### EXERCISE SET:
(1) Translate into French the sentence "Leiningen is a Clojure build tool that helps you manage your projects." from the passage on building the HugoDB project.
(2) Carry on the passage about the HugoDB Clojure project, beginning after its final sentence.

BEGIN PASSAGE TO READ

Next, I created a hugoDB branch to my hugo project on github to keep the code from this post separate from the original hugo post.

You will also need leiningen installed. Leiningen is a Clojure build tool that helps you manage your projects. I use in all of my clojure projects. The install takes no time at all, just follow the instructions on the project’s page and you will be ready for business.

Creating/Updating the HugoDB Project.clj File

Once the hugoDB branch was created I updated the project.clj file to include the sqlitejdbc library. The library allows me to connect to a sqlite database. Here is the updated project file:

If you want to start a fresh project, check out Create the Hugo Project in my previous post. After creating the project add the sqlitejdbc dependency. To ensure you have all necessary dependencies run the following command:

lein deps

The deps command will download and install any dependencies that are not already in the project’s lib directory. Now that the project.clj file has been updated and the dependencies are in place, lets move on to the cmdline.clj file.

The Code

The code consists of an updated cmdline.clj file to support the database generation process and a command line option. I have also updated the hugo/parser.clj removing unnecessary functions and added a new one.  The database related code is in two files.  The first file is hugo/db/createsqlite.clj which handles the database creation and loading.  The second file, hugo/db/sqlite.clj, contains code that retrieves and inserts data. I removed the hugo/text-formatting.clj file from this branch since I am not writing out to a text file.

The cmdline.clj file

The –main function was updated to support command line options using the clojure.contrib.command-line/with-command-line macro. The macro makes it possible to map a command line option to a local variable. For this ‘app’ the only option is the –-drop option. When I run (-main “--drop” “true”) the local variable will contain the string “true”. The macro also has the –-help option built in. It prints the comment that is directly under the with-command-line line and a description of each option you’ve defined. Here’s what (-main “--help”) prints out when I run it in the REPL:

image

After the command line support is in place I need to check to see if –-drop true. The if function is used to see if I need to drop the nominees table using the hugo.db.createsqlite/drop-table function first.

Next, I grab the links from the Hugo Awards History page. Since I’m only interested in the winners from 2000 on I only pass the first 12 links to the create-and-load-db function. That is the function that kicks off the database creation and loading process begins.

END PASSAGE TO READ
BEGIN PROVIDED DATA

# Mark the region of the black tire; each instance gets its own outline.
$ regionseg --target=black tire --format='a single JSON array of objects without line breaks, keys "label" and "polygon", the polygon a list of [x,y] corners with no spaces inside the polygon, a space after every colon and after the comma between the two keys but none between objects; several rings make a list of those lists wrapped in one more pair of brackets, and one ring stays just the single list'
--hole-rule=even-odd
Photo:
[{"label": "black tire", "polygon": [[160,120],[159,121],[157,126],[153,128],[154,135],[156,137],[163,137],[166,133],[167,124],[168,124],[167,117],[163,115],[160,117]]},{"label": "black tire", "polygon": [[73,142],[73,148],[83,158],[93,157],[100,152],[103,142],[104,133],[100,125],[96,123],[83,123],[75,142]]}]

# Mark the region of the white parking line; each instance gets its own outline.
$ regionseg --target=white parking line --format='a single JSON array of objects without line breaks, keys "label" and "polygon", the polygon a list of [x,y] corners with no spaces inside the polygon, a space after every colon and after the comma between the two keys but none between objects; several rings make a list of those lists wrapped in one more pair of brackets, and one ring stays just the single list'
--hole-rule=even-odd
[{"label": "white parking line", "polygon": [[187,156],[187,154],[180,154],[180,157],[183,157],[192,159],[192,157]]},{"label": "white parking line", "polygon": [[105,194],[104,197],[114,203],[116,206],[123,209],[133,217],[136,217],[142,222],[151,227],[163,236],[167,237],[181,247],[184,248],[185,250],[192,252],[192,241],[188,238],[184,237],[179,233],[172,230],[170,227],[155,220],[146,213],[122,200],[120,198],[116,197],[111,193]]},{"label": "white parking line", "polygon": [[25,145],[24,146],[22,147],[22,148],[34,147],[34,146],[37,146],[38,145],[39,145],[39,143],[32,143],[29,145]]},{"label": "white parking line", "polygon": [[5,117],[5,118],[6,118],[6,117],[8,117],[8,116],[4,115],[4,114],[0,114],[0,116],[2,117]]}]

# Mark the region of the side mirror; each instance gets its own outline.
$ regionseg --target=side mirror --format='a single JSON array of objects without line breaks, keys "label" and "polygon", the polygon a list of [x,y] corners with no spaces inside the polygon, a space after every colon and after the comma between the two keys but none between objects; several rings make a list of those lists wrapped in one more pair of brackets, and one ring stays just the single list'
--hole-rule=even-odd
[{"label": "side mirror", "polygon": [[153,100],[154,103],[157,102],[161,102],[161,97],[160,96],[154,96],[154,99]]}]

END PROVIDED DATA

### ANSWERS FOR THIS EXERCISE:
(1) Leiningen est un outil de compilation pour Clojure qui vous aide à gérer vos projets.

(2)
The create-and-load-db function calls a wrapper function called get-data. I created the function so I can make use of the map function to retrieve the nominees data. The hugo.parser/parse-best-novel-nominees is called to parse the data from the web pages. I will get into the details parse-best-novel-nominees a little later. After all the data has been parsed I create the database by calling hugo.db.createsqlite/create-db function. The create-db function creates the nominees table in the hugo database. The last line of the create-and-load-db function is where the data is inserted into the newly created nominees table by calling the hugo.db.createsqlite/process-awards function.

That’s it for the cmdline.clj file. This file exists simply to allow me to create the database from the command line. Now lets take a look at the database code by walking you through the hugo.db.createsqlite.clj file.

The hugo.db.createsqlite.clj file

The first three lines are the typical namespace and dependency declarations. I have included dependencies on my hugo.db.sqlite.clj file and the clojure.contrib.sql library giving it a short name of sql. The short name allows me to call functions in the library by prefacing them with sql/. The sql library allows me to use JDBC to access the database.

hugo.db.sqlite/db contains the information needed by JDBC to locate and connect to the database. In order to create the database I needed to add the :create flag to the connection. I was able to do this by using the merge function with the db variable and :create flag allowed me to create the new-db-conn. Now I have a connection that allows me to create the database.

Once I had the new-db-conn connection it was time to get down to business. The ‘gateway’ function into the database creation process is the create-db function.

There really isn’t much to this function but there are a few things I would like to point out. First the with-connection function will ‘wrap’ the code that makes up the body of the call which in our case the line:

(create-tables)

Wrap? What I mean by wrap is any database related code within the ‘with-connection’ body will use the database connection created by the with-connection call. When the body has finished the connection is closed.

The create-db function contains the call to the create-tables call which is where my nominees table is created. The first parameter of the create-table function is the name of the table to create. The vectors that follow the table name are the definition for each column. Each vector has the name of the column followed by its data type. Any special description of the column like primary keys, unique, etc.. is listed after the data type.

Once the database table has been created it's time to parse and load the data into the nominees table. The last call in cmdline/create-and-load-db is to the process-awards function. The process-awards function takes the parsed award data and feeds each nominee to the add-new-nominees function using the map function. The add-new-nominees function doesn’t have much meat to it. I'm finding that with Clojure you can get a lot done with very little code. First the function grabs the year from the category struct which is the first parameter to the add-nominee function. Next, the map function is used to insert a record for each entry in the category struct’s book sequence. Each item is the second parameter for the add-nominee function. When the map call completes there will be a record for each of the year's nominees in the nominees table. When the process-awards function finishes I will have a nominees table loaded with all nominees/winners since 2000.

Running the HugoDB code

To create the database you can either run the code from within the REPL or the command line. Here's how to run it in the REPL. First run the following command from the project’s home directory:

lein repl

The first time you run the app you'll just need to call the -main function like so:

(-main)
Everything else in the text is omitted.